- **Task requirements**:
The expected output is an exact restatement of all the records.

- **Source data**:
- Opening Delimiter -

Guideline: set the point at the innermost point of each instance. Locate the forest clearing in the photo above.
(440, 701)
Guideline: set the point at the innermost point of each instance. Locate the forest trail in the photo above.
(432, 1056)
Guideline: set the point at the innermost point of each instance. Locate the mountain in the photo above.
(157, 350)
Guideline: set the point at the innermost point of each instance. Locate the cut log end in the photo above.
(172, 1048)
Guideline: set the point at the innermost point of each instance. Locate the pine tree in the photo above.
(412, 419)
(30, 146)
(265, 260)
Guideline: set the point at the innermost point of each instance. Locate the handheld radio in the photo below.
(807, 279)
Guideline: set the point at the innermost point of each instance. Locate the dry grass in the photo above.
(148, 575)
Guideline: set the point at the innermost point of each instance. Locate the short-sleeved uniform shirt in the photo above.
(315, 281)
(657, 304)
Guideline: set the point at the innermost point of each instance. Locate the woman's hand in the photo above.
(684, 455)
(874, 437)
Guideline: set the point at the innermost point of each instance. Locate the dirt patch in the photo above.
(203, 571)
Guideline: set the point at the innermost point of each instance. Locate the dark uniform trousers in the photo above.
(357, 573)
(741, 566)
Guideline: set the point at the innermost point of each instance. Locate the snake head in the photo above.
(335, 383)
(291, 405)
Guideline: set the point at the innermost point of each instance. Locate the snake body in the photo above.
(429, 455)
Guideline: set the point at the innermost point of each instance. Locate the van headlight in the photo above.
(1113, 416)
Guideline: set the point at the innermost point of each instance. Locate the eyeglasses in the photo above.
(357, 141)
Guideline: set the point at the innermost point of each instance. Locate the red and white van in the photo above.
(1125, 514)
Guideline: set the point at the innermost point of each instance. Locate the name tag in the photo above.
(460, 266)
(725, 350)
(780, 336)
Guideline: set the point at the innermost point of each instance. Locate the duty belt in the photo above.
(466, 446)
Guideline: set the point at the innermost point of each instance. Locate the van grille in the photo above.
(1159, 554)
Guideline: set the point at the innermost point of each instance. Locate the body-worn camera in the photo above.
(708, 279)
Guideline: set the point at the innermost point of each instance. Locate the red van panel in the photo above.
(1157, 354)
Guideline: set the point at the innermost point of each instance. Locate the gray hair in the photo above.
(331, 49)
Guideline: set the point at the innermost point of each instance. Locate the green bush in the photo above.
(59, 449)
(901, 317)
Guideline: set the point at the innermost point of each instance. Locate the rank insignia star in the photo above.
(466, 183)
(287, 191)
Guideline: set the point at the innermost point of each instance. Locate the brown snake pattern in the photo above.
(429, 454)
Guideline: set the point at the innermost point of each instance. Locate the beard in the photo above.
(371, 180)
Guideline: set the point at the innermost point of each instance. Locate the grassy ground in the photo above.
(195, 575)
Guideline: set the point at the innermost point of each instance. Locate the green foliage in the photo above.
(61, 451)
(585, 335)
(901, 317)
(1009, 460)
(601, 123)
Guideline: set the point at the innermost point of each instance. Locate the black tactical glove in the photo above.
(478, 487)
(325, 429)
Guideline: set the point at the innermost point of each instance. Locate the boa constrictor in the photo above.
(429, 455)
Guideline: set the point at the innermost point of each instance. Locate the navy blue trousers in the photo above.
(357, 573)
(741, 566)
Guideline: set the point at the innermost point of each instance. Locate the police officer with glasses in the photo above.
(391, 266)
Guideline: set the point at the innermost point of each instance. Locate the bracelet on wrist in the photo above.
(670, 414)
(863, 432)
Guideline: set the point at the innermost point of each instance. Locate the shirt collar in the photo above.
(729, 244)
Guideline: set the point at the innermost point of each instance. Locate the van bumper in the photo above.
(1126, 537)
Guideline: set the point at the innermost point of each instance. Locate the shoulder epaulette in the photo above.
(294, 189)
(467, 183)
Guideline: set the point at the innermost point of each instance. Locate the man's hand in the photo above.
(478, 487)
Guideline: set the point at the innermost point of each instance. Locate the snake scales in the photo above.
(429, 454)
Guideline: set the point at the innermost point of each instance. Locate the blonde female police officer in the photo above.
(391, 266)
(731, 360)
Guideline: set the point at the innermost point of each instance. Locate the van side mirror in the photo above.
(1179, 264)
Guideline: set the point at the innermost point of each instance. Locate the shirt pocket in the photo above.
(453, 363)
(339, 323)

- Closing Delimiter -

- **Written response**:
Guideline: set the point at the innermost point of each instance. Locate the forest clearing in the photo above.
(440, 701)
Guideline: set the point at the innermost point of each instance. Locate the forest trail in the photo above.
(432, 1056)
Guideline: set the point at the innermost point of each instance. Locate the mountain in the photo above.
(157, 350)
Guideline: set the point at the innermost point of each instance. Locate the cut log end in the photo above.
(172, 1048)
Guideline: set the point at the innermost point of each instance. Locate the pine tree in the photo above.
(412, 419)
(30, 146)
(265, 260)
Guideline: set the point at the innermost point of each instance. Locate the handheld radio in the photo below.
(807, 279)
Guideline: set the point at the innermost point of each instance. Locate the dry grass in the photo above.
(148, 575)
Guideline: set the point at the innermost point of each instance. Locate the short-sleeved uniform shirt in the photo above.
(315, 281)
(657, 304)
Guideline: set the point at the innermost point of each instance. Locate the woman's hand in the photo above.
(684, 455)
(874, 437)
Guideline: set the point at the innermost point of each instance. Locate the dirt patch in the photo above.
(203, 571)
Guideline: set the point at the innermost point of each instance. Locate the dark uniform trousers in the photo above.
(357, 573)
(741, 566)
Guideline: set the point at the innermost point of each instance. Locate the snake head in the photo above.
(335, 383)
(291, 405)
Guideline: set the point at the innermost point of each instance. Locate the snake body in the photo above.
(429, 455)
Guideline: set the point at the innermost point of each instance. Locate the van headlight in the photo above.
(1113, 416)
Guideline: set the point at the innermost point of each instance. Locate the eyeglasses in the photo above.
(357, 141)
Guideline: set the point at the innermost point of each instance. Locate the red and white van in the photo above.
(1125, 514)
Guideline: set the point at the innermost point of each instance. Locate the name tag in the photo above.
(460, 266)
(725, 350)
(780, 336)
Guideline: set the point at the innermost point of each instance. Locate the duty belt in the photo above.
(466, 446)
Guideline: set the point at the innermost point of each instance. Locate the van grille in the photo above.
(1159, 554)
Guideline: set the point at the innermost point of each instance. Locate the body-worn camera in the photo above.
(708, 279)
Guideline: set the point at the innermost point of each instance. Locate the red van panel in the photo above.
(1157, 354)
Guideline: set the point at the innermost point of each instance. Locate the gray hair in the photo above.
(331, 49)
Guideline: set the point at the innermost point of each instance. Locate the green bush in the photo above.
(59, 449)
(901, 317)
Guideline: set the point at the innermost point of each instance. Locate the rank insignia star in the photo above.
(466, 183)
(287, 191)
Guideline: set the point at the innermost point of each instance. Locate the brown snake pattern in the photo above.
(429, 454)
Guideline: set the point at the innermost point of each instance. Locate the beard in the photo above.
(371, 180)
Guideline: set the point at the innermost point of each instance. Locate the grassy ground in the photo above.
(195, 575)
Guideline: set the point at the innermost point of each instance. Locate the green foliage in the photo above.
(61, 451)
(585, 335)
(901, 317)
(1009, 460)
(601, 123)
Guideline: set the point at the innermost point of each instance. Locate the black tactical glove in the photo above.
(478, 487)
(325, 429)
Guideline: set the point at the innermost point of each instance. Locate the boa constrictor in the photo above.
(429, 455)
Guideline: set the point at the innermost point of each instance. Locate the navy blue trousers in the photo above.
(357, 573)
(741, 566)
Guideline: set the point at the innermost point of each instance. Locate the police officer with glasses in the photo above.
(391, 266)
Guideline: set the point at the innermost point of each instance. Locate the bracelet on wrist in the photo above.
(670, 414)
(863, 432)
Guideline: set the point at the innermost point of each instance. Locate the shirt collar in the photo above.
(729, 244)
Guideline: set the point at the innermost point of each instance. Locate the van bumper in the photo above.
(1126, 537)
Guideline: set the point at the innermost point of each instance. Locate the shoulder epaulette in the photo above.
(294, 189)
(467, 183)
Guideline: set the point at the innermost point of each instance. Locate the man's hand in the photo above.
(478, 487)
Guideline: set the point at the innermost point of each instance. Locate the snake scales in the photo above.
(429, 454)
Guideline: set the point at the innermost point of each instance. Locate the blonde female police officer in the photo above.
(391, 266)
(731, 360)
Guideline: set the point at the innermost point of each instance. Locate the van side mirror in the photo above.
(1179, 264)
Guideline: set the point at the innermost point of each instance. Locate the shirt pocket in the photo above.
(453, 363)
(339, 323)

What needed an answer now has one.